[Detection annotation items]
>> Start

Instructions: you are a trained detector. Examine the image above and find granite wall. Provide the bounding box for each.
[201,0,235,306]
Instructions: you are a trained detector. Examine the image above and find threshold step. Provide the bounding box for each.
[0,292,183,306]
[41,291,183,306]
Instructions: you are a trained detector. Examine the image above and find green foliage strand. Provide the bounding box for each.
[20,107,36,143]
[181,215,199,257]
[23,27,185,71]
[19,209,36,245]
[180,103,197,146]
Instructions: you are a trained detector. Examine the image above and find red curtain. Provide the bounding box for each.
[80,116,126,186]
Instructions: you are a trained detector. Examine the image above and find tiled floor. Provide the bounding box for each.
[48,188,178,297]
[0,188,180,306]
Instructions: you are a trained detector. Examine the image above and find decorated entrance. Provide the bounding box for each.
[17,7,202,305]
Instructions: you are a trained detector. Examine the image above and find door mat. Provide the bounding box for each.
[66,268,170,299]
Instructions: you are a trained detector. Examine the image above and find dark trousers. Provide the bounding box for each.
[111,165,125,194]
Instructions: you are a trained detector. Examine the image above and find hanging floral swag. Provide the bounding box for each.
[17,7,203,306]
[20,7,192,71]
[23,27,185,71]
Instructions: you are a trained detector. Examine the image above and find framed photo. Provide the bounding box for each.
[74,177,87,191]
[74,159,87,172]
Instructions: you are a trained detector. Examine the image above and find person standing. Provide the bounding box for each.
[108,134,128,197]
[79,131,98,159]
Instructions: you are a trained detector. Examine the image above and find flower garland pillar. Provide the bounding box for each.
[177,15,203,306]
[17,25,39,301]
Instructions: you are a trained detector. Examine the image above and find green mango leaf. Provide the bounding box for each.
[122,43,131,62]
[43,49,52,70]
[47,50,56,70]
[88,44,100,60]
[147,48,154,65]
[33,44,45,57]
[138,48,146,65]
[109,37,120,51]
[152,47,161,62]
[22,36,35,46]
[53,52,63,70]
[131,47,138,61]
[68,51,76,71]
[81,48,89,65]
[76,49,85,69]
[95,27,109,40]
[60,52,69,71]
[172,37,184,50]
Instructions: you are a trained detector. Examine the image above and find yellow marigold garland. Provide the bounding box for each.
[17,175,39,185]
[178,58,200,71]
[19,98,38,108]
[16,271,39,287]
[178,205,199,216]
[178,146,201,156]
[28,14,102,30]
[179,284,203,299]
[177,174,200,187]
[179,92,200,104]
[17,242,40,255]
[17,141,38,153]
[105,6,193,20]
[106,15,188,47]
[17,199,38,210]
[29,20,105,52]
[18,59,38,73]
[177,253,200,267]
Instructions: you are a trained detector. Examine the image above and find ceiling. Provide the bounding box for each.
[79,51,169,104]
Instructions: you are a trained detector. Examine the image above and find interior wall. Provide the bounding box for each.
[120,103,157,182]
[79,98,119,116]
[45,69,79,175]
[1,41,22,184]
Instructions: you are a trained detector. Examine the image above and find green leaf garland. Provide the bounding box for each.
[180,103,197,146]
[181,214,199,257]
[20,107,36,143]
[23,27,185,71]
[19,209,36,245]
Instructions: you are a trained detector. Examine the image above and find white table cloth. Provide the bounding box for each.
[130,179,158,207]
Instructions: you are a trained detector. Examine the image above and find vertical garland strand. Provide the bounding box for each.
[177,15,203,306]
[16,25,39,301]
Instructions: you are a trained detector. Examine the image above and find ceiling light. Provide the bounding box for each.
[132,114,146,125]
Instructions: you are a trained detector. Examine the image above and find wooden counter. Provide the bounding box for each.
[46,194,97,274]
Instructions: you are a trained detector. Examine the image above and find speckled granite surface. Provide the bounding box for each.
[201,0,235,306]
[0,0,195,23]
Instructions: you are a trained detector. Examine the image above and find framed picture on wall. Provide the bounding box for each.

>> End

### Work to complete:
Output every line of the items above without any changes.

### Result:
Instructions: you are a trained detector. Examine the image above and find granite wall. Provide the bounding box for each.
[201,0,235,306]
Instructions: you are a trained detector. Examine the image above and find threshold step. Provide the bounding box for each.
[0,292,183,306]
[41,291,183,306]
Instructions: you are a trained detector. Examine the image above and find green foliage strand. Provide the bounding box for each.
[20,107,36,143]
[181,215,199,257]
[23,27,185,71]
[19,209,36,245]
[180,103,197,146]
Instructions: you are a trained detector. Examine the image above and find red curtain. Provide the bounding box for each.
[80,116,126,186]
Instructions: you are a trained detector. Examine the image above and find tiled floor. Provide the bounding box for each.
[48,188,178,297]
[0,188,180,306]
Instructions: you are a trained detector. Examine the image above and find decorated entrance. Provide the bounding box for each.
[17,7,202,305]
Instructions: you are a trained detector. Examine the image above and find door mat. Provide the bounding box for each.
[66,268,170,299]
Instructions: you are a trained detector. Examine the image above and find dark trousers. Provide the bounding box for each.
[111,165,125,194]
Instructions: you are a trained detector. Examine the image above and find hanging floral swag. Provide the bounding box for each.
[17,7,203,306]
[20,7,192,71]
[23,27,185,71]
Instructions: you are a trained detector. Examine the image above and find framed photo. Provide the bounding box for each.
[74,177,87,191]
[74,159,87,172]
Instructions: you are a trained detector. Examine the image above and find person standing. Provide the bounding box for each.
[108,134,128,197]
[79,131,98,159]
Instructions: you are a trained detector. Examine the image above and find flower garland pillar. Provide the bounding box for each.
[177,15,203,306]
[17,25,39,301]
Instructions: you are a trained detector. Examine the image above and find green mango leaf. Provide the bounding box for each.
[122,43,131,62]
[43,49,52,70]
[47,50,56,70]
[88,44,100,60]
[147,48,154,65]
[33,44,45,57]
[138,48,146,65]
[109,37,120,51]
[152,47,161,62]
[22,36,35,46]
[53,52,63,70]
[131,47,138,61]
[68,51,76,71]
[81,48,89,65]
[76,49,85,69]
[95,27,109,40]
[60,52,69,71]
[172,37,184,50]
Instructions: you are a trained detector. Examine the image above and find yellow marigold garland. Provide the bounding box for each.
[17,175,39,185]
[178,58,200,71]
[19,98,38,108]
[16,271,39,287]
[178,205,199,216]
[178,146,201,156]
[28,14,102,30]
[179,284,203,299]
[177,174,200,187]
[179,92,200,104]
[17,242,40,255]
[17,141,38,153]
[105,6,193,20]
[106,15,188,47]
[17,199,38,210]
[29,20,105,52]
[18,59,38,73]
[177,253,200,267]
Instructions: you are a trained detector. Examine the image above and find ceiling. Provide the bounding box for each.
[79,51,169,104]
Instructions: you are a trained detector. Examine the image above and find interior wall. Provide the bounding box for each.
[120,103,157,182]
[79,98,119,116]
[45,69,79,175]
[1,41,22,184]
Instructions: you are a trained detector. Examine the image above and find green leaf garland. Provide the bounding box for each.
[180,103,197,146]
[181,214,199,257]
[20,107,36,143]
[23,27,185,71]
[19,209,36,245]
Instructions: you are a trained detector. Examine the image above and find white table cloth. Provide the bounding box for each.
[130,179,158,207]
Instructions: you are a trained detector. Examine the image above and find vertical garland strand. Provide the bounding box for each.
[177,15,203,306]
[16,25,39,301]
Instructions: you are a trained detector. Examine the image above and find ceiling light. Provide the bounding box for each.
[132,114,146,125]
Instructions: you are a trained detector. Examine the image above and find wooden counter. Provide the bounding box for each.
[46,194,97,274]
Instructions: you are a trained detector. Examine the image above and find speckled granite surface. Provide the bounding box for each.
[201,0,235,306]
[0,0,195,23]
Instructions: you are a trained detector. Examine the image above and find framed picture on wall. Provide the bounding box for each.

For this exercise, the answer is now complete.